▸ **Exercise details**
Beginning at the line that includes "Note to the class: identify the kitten's front paw", print each remaining line of the data word for word. Output nothing else.

Point localization data
________________________________________

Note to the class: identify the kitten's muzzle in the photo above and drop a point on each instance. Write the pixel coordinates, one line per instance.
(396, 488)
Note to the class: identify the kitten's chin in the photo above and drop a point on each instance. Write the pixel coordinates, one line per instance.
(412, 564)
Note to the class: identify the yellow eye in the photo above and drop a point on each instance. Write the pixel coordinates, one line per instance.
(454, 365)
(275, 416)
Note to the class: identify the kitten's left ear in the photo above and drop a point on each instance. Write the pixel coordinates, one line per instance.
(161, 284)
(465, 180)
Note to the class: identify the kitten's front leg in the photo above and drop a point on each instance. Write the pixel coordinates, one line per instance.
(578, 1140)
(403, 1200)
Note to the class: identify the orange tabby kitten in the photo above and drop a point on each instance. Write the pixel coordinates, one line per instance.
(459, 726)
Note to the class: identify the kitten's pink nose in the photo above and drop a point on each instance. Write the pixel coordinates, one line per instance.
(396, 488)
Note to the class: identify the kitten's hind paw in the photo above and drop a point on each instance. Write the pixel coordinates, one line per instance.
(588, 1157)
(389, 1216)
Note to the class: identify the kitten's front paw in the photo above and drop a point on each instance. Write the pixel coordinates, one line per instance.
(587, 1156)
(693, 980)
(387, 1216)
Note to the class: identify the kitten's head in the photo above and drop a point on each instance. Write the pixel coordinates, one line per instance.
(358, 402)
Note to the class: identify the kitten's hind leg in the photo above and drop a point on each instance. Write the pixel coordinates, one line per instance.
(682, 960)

________________________________________

▸ **Output**
Note to the class: identify the kitten's front paw in the photo above and drop a point on each instance. Write the pixel coordinates, one line per instance.
(587, 1156)
(693, 980)
(387, 1216)
Note to the class: identify the kitten's head in the photo above and drop a point on each instance. Write the pixel coordinates, one line per instance.
(358, 402)
Note to the class: identify the kitten's hind leg in the photo above and drop a point on each instance. Write the pixel coordinates, one line per instance.
(682, 960)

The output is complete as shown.